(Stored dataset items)
┌──
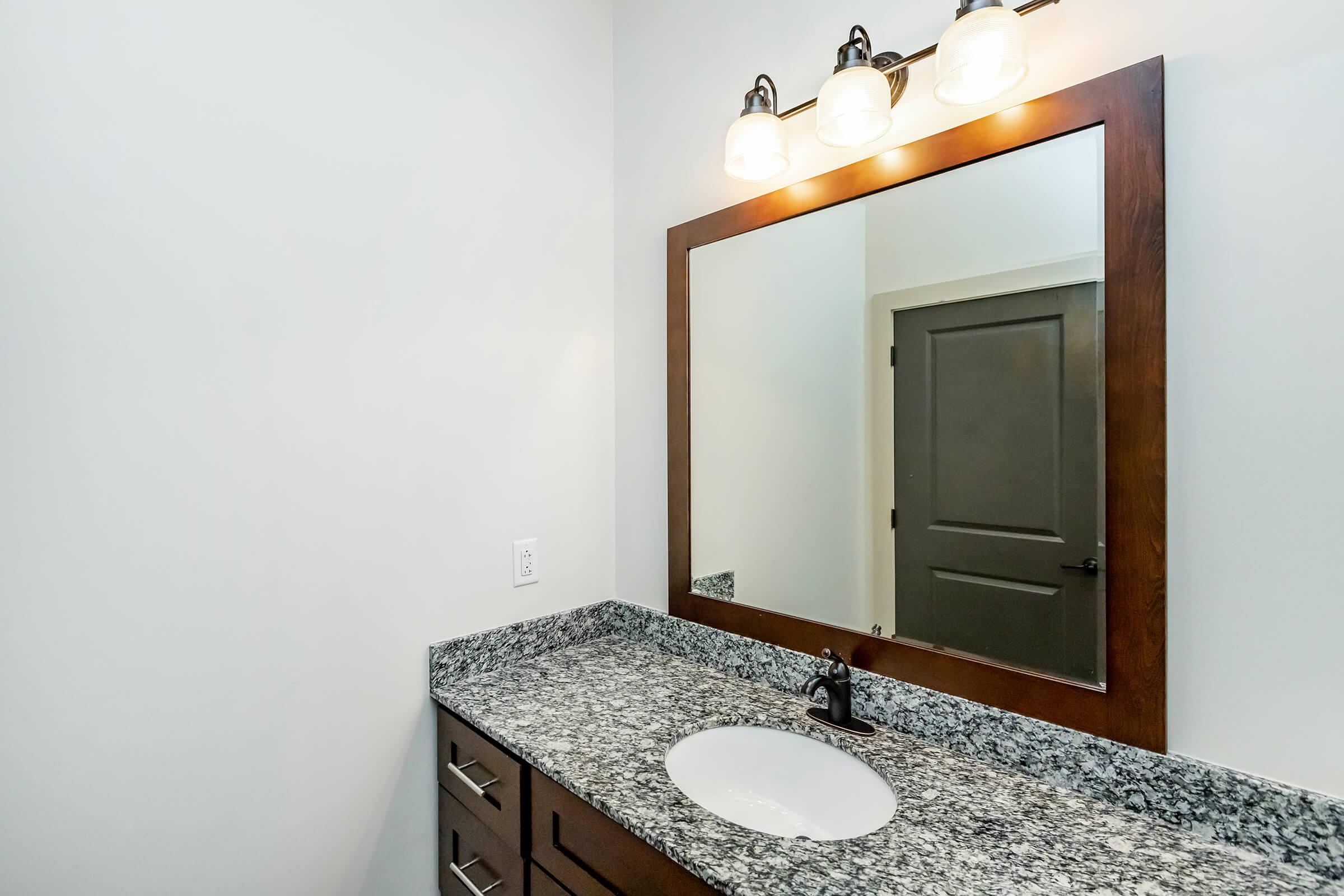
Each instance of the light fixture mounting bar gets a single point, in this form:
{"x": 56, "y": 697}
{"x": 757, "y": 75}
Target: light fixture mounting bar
{"x": 913, "y": 58}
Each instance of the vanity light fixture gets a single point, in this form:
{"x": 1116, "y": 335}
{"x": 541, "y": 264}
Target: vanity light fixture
{"x": 757, "y": 147}
{"x": 983, "y": 55}
{"x": 854, "y": 106}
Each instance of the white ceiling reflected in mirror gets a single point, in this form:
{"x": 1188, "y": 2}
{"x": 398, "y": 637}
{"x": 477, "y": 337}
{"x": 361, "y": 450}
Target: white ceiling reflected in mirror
{"x": 897, "y": 413}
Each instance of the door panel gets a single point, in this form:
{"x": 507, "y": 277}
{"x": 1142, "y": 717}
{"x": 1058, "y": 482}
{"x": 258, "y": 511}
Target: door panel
{"x": 995, "y": 425}
{"x": 996, "y": 459}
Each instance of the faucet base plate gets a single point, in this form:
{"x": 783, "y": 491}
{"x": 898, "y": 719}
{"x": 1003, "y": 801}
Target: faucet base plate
{"x": 855, "y": 727}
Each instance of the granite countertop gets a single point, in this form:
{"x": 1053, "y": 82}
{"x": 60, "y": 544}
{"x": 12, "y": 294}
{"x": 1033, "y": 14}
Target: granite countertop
{"x": 600, "y": 718}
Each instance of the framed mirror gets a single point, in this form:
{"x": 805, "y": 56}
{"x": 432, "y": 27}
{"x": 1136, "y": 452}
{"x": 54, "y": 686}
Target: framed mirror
{"x": 917, "y": 412}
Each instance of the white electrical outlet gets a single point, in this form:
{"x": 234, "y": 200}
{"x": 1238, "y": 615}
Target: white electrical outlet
{"x": 525, "y": 562}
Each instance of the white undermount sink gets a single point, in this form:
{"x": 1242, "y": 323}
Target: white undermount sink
{"x": 781, "y": 783}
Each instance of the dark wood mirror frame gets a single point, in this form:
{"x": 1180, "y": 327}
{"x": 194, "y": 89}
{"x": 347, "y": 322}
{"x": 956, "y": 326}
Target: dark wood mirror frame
{"x": 1133, "y": 706}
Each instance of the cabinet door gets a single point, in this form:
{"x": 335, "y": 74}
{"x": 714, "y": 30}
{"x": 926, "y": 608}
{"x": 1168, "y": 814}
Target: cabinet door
{"x": 593, "y": 856}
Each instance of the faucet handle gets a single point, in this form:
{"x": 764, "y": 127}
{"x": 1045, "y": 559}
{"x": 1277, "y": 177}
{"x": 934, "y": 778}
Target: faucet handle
{"x": 839, "y": 668}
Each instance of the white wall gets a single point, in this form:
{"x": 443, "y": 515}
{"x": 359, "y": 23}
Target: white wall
{"x": 306, "y": 314}
{"x": 778, "y": 405}
{"x": 1029, "y": 207}
{"x": 1254, "y": 413}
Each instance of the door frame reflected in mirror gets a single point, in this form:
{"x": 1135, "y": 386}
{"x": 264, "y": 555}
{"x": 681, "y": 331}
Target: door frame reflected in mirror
{"x": 1133, "y": 706}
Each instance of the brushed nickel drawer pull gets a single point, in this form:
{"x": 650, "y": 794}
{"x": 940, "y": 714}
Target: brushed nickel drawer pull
{"x": 467, "y": 881}
{"x": 476, "y": 789}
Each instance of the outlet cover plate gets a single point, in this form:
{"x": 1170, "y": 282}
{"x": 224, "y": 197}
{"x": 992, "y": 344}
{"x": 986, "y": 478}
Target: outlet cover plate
{"x": 525, "y": 563}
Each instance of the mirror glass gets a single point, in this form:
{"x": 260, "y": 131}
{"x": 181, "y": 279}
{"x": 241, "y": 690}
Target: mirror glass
{"x": 897, "y": 413}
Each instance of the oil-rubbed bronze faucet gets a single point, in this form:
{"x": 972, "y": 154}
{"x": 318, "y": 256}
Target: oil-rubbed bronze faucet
{"x": 839, "y": 696}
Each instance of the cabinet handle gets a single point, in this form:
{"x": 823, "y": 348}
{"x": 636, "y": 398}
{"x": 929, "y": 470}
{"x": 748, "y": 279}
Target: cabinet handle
{"x": 467, "y": 881}
{"x": 476, "y": 789}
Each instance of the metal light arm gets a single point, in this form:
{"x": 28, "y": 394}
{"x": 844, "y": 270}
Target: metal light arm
{"x": 893, "y": 63}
└──
--- Your task ---
Copy out every line above, word for word, minus images.

--- Worked solution ---
Each instance of the light fixture mounting bar gets a single point, in this form:
{"x": 56, "y": 697}
{"x": 757, "y": 75}
Target: light fixture mounting bar
{"x": 913, "y": 58}
Each instance of the vanity light fixture gets a single point, in this form:
{"x": 1116, "y": 335}
{"x": 541, "y": 264}
Target: vanity light fixture
{"x": 757, "y": 147}
{"x": 983, "y": 55}
{"x": 854, "y": 106}
Each instance of the white ceiling reflected in mirror gets a single point, in this form:
{"x": 1188, "y": 2}
{"x": 398, "y": 637}
{"x": 477, "y": 337}
{"x": 361, "y": 450}
Target: white ceiling reflected in mirror
{"x": 897, "y": 413}
Each instance of the door panel gets a single point, in this form:
{"x": 507, "y": 277}
{"x": 1142, "y": 717}
{"x": 1058, "y": 482}
{"x": 258, "y": 511}
Target: door panel
{"x": 995, "y": 425}
{"x": 996, "y": 459}
Each instance of the faucet base plate gets a single point, in this form:
{"x": 783, "y": 491}
{"x": 898, "y": 719}
{"x": 1003, "y": 801}
Target: faucet base plate
{"x": 855, "y": 727}
Each instance of the granite countertop gets a single point, in this form:
{"x": 1053, "y": 82}
{"x": 60, "y": 544}
{"x": 12, "y": 294}
{"x": 1033, "y": 14}
Target: granite countertop
{"x": 600, "y": 718}
Each instance of the framed mirror gets a single point, in this form:
{"x": 805, "y": 56}
{"x": 432, "y": 27}
{"x": 1136, "y": 452}
{"x": 54, "y": 686}
Target: framed mirror
{"x": 917, "y": 412}
Each instance of the white electrical outlet gets a single point, in this form:
{"x": 234, "y": 200}
{"x": 1238, "y": 615}
Target: white electrical outlet
{"x": 525, "y": 562}
Each instance of the white undermount sink gets a single point, in this form:
{"x": 1242, "y": 323}
Target: white undermount sink
{"x": 781, "y": 783}
Each instance of the dark wood mirror frame gets a single point, in this form:
{"x": 1180, "y": 327}
{"x": 194, "y": 89}
{"x": 347, "y": 322}
{"x": 956, "y": 326}
Target: dark wood mirror frame
{"x": 1133, "y": 706}
Each instance of the cabinet door gets a single point, in this form:
{"x": 335, "y": 74}
{"x": 714, "y": 30}
{"x": 926, "y": 608}
{"x": 1168, "y": 814}
Target: cabinet door
{"x": 593, "y": 856}
Each instance of the faucet handle gets a single point, in this form:
{"x": 764, "y": 127}
{"x": 1045, "y": 559}
{"x": 1277, "y": 177}
{"x": 934, "y": 778}
Target: faucet handle
{"x": 839, "y": 668}
Each instance of the white wall gets a single point, in this form:
{"x": 443, "y": 515}
{"x": 359, "y": 23}
Target: white wall
{"x": 306, "y": 314}
{"x": 778, "y": 405}
{"x": 1029, "y": 207}
{"x": 1254, "y": 413}
Each instance of the door frame reflected in mirror gets a single point, in this form:
{"x": 1135, "y": 386}
{"x": 264, "y": 555}
{"x": 681, "y": 331}
Target: door frame reflected in mirror
{"x": 1133, "y": 706}
Each instance of the brushed nickel drawer pull gets a single point, in this form:
{"x": 650, "y": 794}
{"x": 940, "y": 714}
Target: brushed nickel drawer pull
{"x": 467, "y": 881}
{"x": 476, "y": 789}
Each instance of the outlet cover plate gets a single point, in this form:
{"x": 1170, "y": 282}
{"x": 224, "y": 197}
{"x": 992, "y": 344}
{"x": 986, "y": 478}
Target: outlet cover plate
{"x": 525, "y": 563}
Each instance of the mirror glass gets a single point, in this form:
{"x": 260, "y": 131}
{"x": 181, "y": 279}
{"x": 241, "y": 690}
Target: mirror glass
{"x": 897, "y": 413}
Each instance of the oil-rubbed bronze faucet gets a single point, in this form:
{"x": 972, "y": 154}
{"x": 318, "y": 256}
Target: oil-rubbed bronze faucet
{"x": 839, "y": 696}
Each instance of the cabinet handle gets a single point, in this form:
{"x": 823, "y": 348}
{"x": 636, "y": 398}
{"x": 929, "y": 470}
{"x": 748, "y": 279}
Target: cabinet handle
{"x": 467, "y": 881}
{"x": 476, "y": 789}
Each instance of the metal light arm gets a single point, in this form:
{"x": 28, "y": 394}
{"x": 844, "y": 270}
Target: metal light arm
{"x": 893, "y": 63}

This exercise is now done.